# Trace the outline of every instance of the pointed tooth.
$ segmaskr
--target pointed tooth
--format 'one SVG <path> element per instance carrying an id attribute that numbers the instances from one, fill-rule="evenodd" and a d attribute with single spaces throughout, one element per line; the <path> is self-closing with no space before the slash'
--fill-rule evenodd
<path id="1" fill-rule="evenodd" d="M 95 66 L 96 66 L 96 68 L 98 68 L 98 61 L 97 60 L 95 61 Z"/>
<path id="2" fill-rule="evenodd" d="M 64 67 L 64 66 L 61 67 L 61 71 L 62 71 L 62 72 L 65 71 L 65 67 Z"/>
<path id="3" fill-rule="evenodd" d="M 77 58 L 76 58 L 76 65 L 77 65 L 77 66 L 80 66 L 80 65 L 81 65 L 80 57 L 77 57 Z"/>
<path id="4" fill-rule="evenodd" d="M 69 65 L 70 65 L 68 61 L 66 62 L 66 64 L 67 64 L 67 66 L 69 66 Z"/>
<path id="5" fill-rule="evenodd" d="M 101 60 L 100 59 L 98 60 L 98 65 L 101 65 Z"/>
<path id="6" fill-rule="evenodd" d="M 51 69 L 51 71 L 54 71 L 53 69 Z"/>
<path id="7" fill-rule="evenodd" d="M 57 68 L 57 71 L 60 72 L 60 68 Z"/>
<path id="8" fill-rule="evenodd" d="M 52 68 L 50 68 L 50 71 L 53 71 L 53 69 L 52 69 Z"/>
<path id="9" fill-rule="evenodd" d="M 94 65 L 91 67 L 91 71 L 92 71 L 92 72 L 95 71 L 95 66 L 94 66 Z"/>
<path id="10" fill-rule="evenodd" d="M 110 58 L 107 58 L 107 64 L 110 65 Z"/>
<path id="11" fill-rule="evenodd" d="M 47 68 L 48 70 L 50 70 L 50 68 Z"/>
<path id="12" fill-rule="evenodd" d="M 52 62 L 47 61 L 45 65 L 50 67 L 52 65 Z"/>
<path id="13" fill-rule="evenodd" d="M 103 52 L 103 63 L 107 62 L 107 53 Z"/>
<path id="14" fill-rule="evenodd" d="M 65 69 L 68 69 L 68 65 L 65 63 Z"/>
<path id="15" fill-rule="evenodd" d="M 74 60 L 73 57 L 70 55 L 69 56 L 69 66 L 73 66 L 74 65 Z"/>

◆ PROBLEM DETAILS ◆
In the records shown above, how many lines include the word "pointed"? Answer with the number only.

◆ RESPONSE AREA ◆
2